* [SOURCE DATA]:
■ ■ ■ ■ ■
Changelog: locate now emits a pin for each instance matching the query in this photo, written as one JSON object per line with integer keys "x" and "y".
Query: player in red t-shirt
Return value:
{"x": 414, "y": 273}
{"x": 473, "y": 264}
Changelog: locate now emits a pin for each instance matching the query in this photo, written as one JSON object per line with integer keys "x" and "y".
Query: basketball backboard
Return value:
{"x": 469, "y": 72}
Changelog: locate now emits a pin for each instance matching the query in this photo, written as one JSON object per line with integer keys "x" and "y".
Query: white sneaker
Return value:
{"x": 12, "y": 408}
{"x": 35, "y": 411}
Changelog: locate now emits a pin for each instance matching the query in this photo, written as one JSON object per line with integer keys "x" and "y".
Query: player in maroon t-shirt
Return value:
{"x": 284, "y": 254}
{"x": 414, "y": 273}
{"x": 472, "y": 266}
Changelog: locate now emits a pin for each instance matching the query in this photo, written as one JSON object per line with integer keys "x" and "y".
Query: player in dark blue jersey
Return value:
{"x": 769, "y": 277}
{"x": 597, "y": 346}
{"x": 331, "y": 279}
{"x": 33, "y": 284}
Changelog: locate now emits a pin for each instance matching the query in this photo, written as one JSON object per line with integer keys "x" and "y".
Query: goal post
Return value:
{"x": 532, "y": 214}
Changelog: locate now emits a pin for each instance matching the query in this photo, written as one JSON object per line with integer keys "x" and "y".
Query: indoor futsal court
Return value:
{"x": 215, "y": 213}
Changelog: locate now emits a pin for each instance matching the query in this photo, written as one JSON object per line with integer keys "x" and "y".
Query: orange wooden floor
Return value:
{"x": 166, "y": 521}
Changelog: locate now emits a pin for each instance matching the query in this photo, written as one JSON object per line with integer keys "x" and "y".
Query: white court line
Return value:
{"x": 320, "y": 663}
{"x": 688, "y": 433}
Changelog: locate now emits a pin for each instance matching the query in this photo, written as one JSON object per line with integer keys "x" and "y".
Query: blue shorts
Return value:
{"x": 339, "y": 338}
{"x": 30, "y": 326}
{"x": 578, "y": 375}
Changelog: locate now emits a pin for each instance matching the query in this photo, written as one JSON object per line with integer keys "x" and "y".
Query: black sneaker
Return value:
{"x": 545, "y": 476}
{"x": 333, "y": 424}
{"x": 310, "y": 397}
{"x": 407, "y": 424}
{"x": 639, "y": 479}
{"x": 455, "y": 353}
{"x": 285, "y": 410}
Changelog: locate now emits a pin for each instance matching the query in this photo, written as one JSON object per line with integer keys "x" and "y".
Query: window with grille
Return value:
■ ■ ■ ■ ■
* [WHAT YOU SHOULD DO]:
Retype exactly the lines from the start of the entries through the one with "Query: player in dark blue jersey"; include both ends.

* [SOLVED EXERCISE]:
Changelog: locate now emits a pin for each instance matching the query in this photo, written as one JSON object per line with integer keys "x" and "y".
Query: player in red t-shirt
Return value:
{"x": 414, "y": 273}
{"x": 473, "y": 264}
Changelog: locate now emits a pin for each instance matching the query in this photo, written as one JSON object per line with integer keys "x" and "y".
Query: basketball backboard
Return value:
{"x": 469, "y": 72}
Changelog: locate now emits a pin for each instance matching the query in this photo, written as one JSON object per line with integer keys "x" and "y".
Query: white sneaker
Return value:
{"x": 12, "y": 408}
{"x": 35, "y": 411}
Changelog: locate now emits a pin for each instance matching the query in this photo, written as one JSON object per line with integer keys "x" and "y".
Query: player in maroon t-shirt
Return value:
{"x": 284, "y": 254}
{"x": 414, "y": 273}
{"x": 472, "y": 266}
Changelog: locate now emits a pin for each instance matching the query in this photo, written as one JSON object per line with integer keys "x" and "y".
Query: player in dark blue jersey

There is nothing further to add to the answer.